[Dataset rows]
════
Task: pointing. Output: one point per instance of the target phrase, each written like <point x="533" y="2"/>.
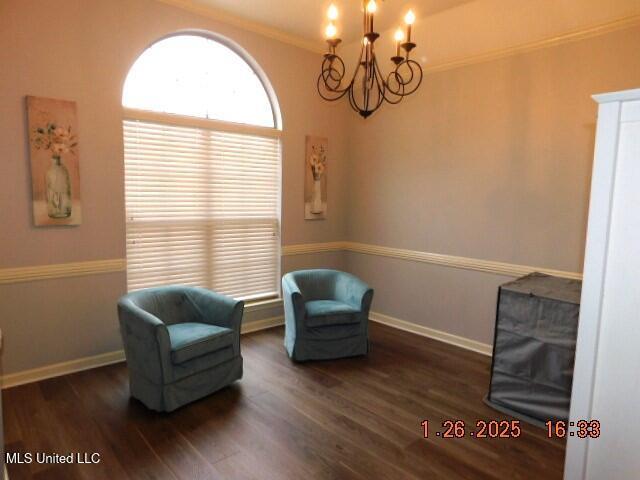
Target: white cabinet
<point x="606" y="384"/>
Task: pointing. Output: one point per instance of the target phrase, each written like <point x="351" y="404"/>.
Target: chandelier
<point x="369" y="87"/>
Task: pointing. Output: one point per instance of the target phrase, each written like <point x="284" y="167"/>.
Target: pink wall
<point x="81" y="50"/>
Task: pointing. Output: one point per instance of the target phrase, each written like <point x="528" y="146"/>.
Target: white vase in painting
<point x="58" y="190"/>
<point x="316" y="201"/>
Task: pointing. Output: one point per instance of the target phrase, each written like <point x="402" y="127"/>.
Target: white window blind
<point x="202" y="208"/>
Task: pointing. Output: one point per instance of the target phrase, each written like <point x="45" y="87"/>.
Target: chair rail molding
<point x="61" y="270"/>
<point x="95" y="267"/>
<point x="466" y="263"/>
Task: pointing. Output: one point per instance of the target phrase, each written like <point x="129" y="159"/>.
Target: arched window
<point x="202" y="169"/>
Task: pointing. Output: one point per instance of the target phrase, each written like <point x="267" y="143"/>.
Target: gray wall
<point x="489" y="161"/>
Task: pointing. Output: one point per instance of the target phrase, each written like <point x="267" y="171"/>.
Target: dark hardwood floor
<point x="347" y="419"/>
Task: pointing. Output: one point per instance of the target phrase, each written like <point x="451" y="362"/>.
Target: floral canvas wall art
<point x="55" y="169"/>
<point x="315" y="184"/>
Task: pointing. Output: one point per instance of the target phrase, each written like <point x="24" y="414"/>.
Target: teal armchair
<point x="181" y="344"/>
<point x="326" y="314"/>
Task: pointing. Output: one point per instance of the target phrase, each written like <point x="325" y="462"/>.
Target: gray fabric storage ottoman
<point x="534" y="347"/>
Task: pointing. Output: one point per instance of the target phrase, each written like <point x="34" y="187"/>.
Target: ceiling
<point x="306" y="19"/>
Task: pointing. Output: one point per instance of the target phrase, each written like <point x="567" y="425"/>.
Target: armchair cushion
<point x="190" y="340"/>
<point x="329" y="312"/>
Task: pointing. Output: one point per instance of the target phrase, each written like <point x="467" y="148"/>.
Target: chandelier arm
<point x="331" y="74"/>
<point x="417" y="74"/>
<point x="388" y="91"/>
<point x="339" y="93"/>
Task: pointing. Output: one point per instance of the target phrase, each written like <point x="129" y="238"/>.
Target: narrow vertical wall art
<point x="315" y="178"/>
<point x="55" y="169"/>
════
THE EXERCISE
Nothing but the pictures may be dropped; output the records above exactly.

ANSWER FOR THIS EXERCISE
Task: pointing. Output: one point per instance of the target phrase, each written like <point x="533" y="2"/>.
Target: white cabinet
<point x="606" y="384"/>
Task: pointing. Output: one point per instance of the target phrase, each written like <point x="351" y="404"/>.
Target: chandelier
<point x="369" y="87"/>
Task: pointing. Output: one point per instance of the target phrase, each written like <point x="284" y="167"/>.
Target: pink wall
<point x="81" y="50"/>
Task: pointing. Output: one point per instance of the target phrase, each written like <point x="528" y="146"/>.
Target: white vase in painting
<point x="58" y="190"/>
<point x="316" y="201"/>
Task: pointing. Output: one point per instance of the target phrase, each written like <point x="402" y="127"/>.
Target: white window blind
<point x="202" y="208"/>
Task: pointing. Output: one point per instance of the target phrase, each written like <point x="45" y="87"/>.
Target: chair rail molding
<point x="61" y="270"/>
<point x="95" y="267"/>
<point x="466" y="263"/>
Task: pointing. Output: one point per instance of the target phrase, each written like <point x="129" y="159"/>.
Target: arched window
<point x="202" y="169"/>
Task: pointing. Output: one point per instance of the target phrase, each written like <point x="267" y="143"/>.
Target: gray wall
<point x="489" y="161"/>
Task: pointing. Output: one point per instance of the target phrase, each written like <point x="267" y="171"/>.
Target: dark hardwood floor
<point x="347" y="419"/>
Task: pointing. Output: one point per instance of the target phrase, each written like <point x="451" y="362"/>.
Target: floral canvas wall art
<point x="55" y="169"/>
<point x="315" y="184"/>
Task: pointing. Output: one point per instance of the target phrase, each written like <point x="24" y="414"/>.
Target: teal armchair
<point x="181" y="344"/>
<point x="326" y="314"/>
Task: pointing. Output: one point per instance of the target phrase, each written like <point x="325" y="462"/>.
Target: gray fabric storage ottoman
<point x="534" y="347"/>
Task: pointing. Output: one point per instance of the target phrase, each written like <point x="34" y="187"/>.
Target: ceiling
<point x="306" y="19"/>
Task: pointing. Output: one point per instance of the target phrase, each written like <point x="567" y="425"/>.
Target: armchair cushion
<point x="190" y="340"/>
<point x="329" y="312"/>
Task: pointing. Output: one point per instance of the target phrase, each written like <point x="467" y="148"/>.
Target: chandelier arm
<point x="331" y="74"/>
<point x="417" y="74"/>
<point x="388" y="91"/>
<point x="339" y="93"/>
Task: pointing. Output: one point per instance of the target phrase, each written like <point x="129" y="238"/>.
Target: narrow vertical wall art
<point x="315" y="178"/>
<point x="55" y="169"/>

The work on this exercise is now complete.